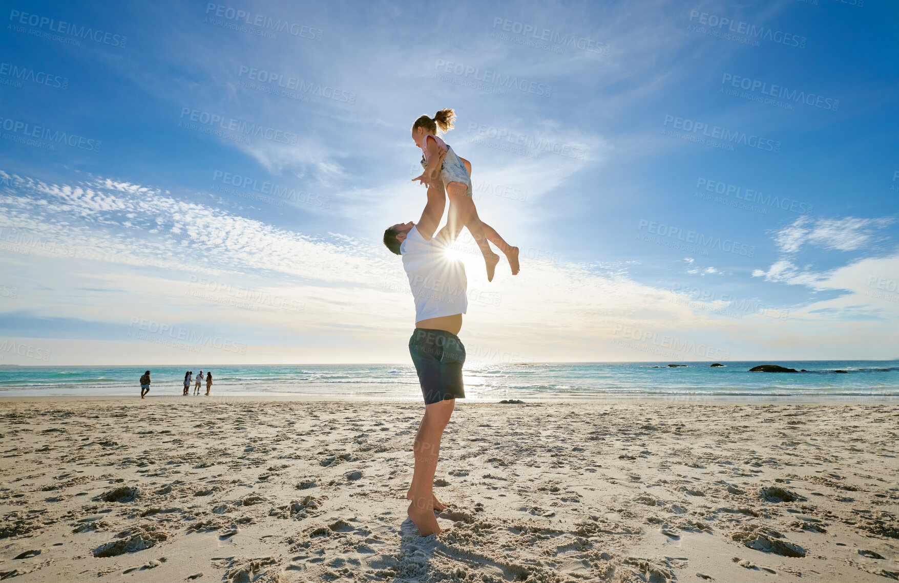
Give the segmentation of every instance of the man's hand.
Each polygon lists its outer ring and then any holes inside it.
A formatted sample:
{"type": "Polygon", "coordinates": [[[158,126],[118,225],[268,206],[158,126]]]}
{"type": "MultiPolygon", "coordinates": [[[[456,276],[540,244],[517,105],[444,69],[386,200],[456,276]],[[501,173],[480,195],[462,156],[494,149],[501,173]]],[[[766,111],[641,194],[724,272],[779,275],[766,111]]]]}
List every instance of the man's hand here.
{"type": "Polygon", "coordinates": [[[437,148],[437,153],[435,163],[429,163],[428,167],[422,172],[421,176],[412,179],[413,182],[418,181],[423,186],[430,189],[433,182],[441,180],[441,168],[443,166],[443,158],[446,157],[447,153],[440,148],[437,148]]]}
{"type": "Polygon", "coordinates": [[[423,172],[421,176],[416,176],[415,178],[412,179],[413,182],[414,182],[415,181],[421,182],[422,186],[426,186],[430,189],[431,182],[433,181],[433,177],[431,176],[428,172],[423,172]]]}

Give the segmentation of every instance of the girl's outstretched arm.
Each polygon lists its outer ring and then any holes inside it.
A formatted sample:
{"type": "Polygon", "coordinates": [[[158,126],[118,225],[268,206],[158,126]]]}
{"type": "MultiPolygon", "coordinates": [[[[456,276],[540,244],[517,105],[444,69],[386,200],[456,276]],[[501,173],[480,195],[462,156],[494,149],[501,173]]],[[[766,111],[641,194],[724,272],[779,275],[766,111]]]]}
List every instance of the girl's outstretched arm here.
{"type": "Polygon", "coordinates": [[[424,146],[428,151],[428,167],[424,169],[421,176],[412,180],[413,181],[419,181],[422,184],[430,187],[431,182],[440,177],[441,166],[443,164],[443,156],[446,155],[446,152],[437,146],[436,140],[429,141],[427,136],[424,137],[424,146]]]}
{"type": "Polygon", "coordinates": [[[465,164],[465,169],[468,171],[468,178],[471,178],[471,163],[465,158],[459,158],[459,160],[465,164]]]}

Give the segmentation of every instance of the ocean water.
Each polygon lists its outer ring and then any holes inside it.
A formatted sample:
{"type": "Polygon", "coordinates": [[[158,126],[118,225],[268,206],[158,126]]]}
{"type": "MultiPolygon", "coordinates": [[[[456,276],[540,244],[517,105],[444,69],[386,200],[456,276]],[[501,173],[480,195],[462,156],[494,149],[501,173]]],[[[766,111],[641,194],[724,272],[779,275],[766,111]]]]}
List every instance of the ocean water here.
{"type": "MultiPolygon", "coordinates": [[[[876,399],[899,397],[899,361],[614,362],[484,364],[465,369],[469,400],[590,400],[607,397],[682,399],[876,399]],[[750,373],[779,364],[807,373],[750,373]],[[660,367],[654,367],[658,366],[660,367]],[[837,373],[844,370],[846,373],[837,373]]],[[[180,395],[183,367],[151,367],[151,396],[180,395]]],[[[197,366],[194,372],[207,368],[197,366]]],[[[0,367],[0,397],[50,395],[139,396],[141,367],[0,367]]],[[[420,400],[408,365],[213,366],[212,394],[292,394],[350,399],[420,400]]],[[[206,392],[203,384],[201,393],[206,392]]],[[[193,387],[191,388],[191,393],[193,387]]]]}

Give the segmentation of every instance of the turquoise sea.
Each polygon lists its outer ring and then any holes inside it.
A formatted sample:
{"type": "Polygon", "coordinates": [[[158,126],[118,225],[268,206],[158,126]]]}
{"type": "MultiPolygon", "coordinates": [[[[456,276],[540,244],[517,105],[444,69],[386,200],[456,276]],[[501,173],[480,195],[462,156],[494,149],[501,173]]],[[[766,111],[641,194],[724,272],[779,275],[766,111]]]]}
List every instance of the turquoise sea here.
{"type": "MultiPolygon", "coordinates": [[[[484,364],[466,368],[469,400],[607,397],[684,399],[890,400],[899,397],[899,361],[791,360],[784,362],[484,364]],[[750,373],[779,364],[806,373],[750,373]],[[654,367],[659,367],[655,368],[654,367]],[[846,371],[838,373],[835,371],[846,371]]],[[[135,395],[147,367],[0,367],[0,396],[135,395]]],[[[149,367],[151,396],[180,395],[183,367],[149,367]]],[[[211,366],[214,396],[283,394],[348,399],[421,399],[407,365],[211,366]]],[[[201,393],[205,393],[203,384],[201,393]]],[[[193,393],[191,387],[191,393],[193,393]]]]}

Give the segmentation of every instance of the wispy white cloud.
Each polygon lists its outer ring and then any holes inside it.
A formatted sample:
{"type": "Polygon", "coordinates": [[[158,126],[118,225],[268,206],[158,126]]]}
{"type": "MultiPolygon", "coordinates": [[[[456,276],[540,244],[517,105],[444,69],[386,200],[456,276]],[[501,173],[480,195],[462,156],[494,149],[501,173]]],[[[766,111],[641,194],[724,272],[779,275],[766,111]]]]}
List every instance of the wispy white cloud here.
{"type": "Polygon", "coordinates": [[[796,253],[806,244],[825,251],[858,251],[877,241],[877,230],[893,223],[889,216],[814,219],[802,216],[778,232],[775,241],[782,253],[796,253]]]}

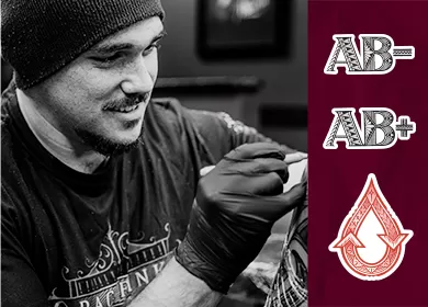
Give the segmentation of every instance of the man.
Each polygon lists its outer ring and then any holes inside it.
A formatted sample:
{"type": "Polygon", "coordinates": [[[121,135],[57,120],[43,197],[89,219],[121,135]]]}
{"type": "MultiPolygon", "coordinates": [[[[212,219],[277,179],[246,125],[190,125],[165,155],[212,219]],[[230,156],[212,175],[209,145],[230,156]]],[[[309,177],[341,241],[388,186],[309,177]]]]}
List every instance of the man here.
{"type": "Polygon", "coordinates": [[[150,100],[158,0],[1,5],[2,306],[217,305],[301,202],[293,150],[150,100]]]}

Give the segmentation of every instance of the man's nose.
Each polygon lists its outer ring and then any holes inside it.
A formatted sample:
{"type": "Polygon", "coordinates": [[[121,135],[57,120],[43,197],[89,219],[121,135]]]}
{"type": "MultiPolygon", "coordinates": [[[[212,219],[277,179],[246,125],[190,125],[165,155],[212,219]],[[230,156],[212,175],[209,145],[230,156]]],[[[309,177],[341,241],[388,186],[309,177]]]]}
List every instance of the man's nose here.
{"type": "Polygon", "coordinates": [[[121,83],[123,92],[127,95],[145,94],[150,92],[154,86],[154,80],[143,57],[127,70],[126,76],[121,83]]]}

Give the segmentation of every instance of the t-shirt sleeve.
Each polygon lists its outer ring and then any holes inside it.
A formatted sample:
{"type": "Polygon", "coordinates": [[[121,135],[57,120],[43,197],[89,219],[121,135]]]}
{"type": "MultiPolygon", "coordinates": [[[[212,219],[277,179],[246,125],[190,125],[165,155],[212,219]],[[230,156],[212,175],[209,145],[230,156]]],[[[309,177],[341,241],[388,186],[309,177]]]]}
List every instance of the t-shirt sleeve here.
{"type": "Polygon", "coordinates": [[[47,295],[19,239],[11,198],[1,191],[1,306],[47,307],[47,295]]]}
{"type": "MultiPolygon", "coordinates": [[[[257,129],[232,118],[224,112],[210,112],[184,109],[192,121],[199,139],[203,143],[206,155],[218,162],[230,150],[248,143],[275,143],[260,134],[257,129]]],[[[280,145],[285,154],[296,150],[286,145],[280,145]]]]}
--
• **SET TASK**
Return, word for word, the part of the lines that opens at their very start and closes with the line containing "List every instance of the man's hand here.", both ends included. Leave the pictures out of your answer.

• **OUTPUT BELOW**
Give the segmentation of every instance of the man's hand.
Each polygon lists its outer ring and then any holes inside it.
A formatted sample:
{"type": "Polygon", "coordinates": [[[158,126],[118,225],[268,206],[158,126]]]}
{"type": "MultiPolygon", "coordinates": [[[[456,276],[540,244],[517,105],[444,69],[386,200],[456,276]],[[501,173],[480,195],[462,156],[494,149],[501,173]]],[[[766,111],[641,194],[724,272],[779,275],[766,111]]]]}
List every instance of the man's hand here.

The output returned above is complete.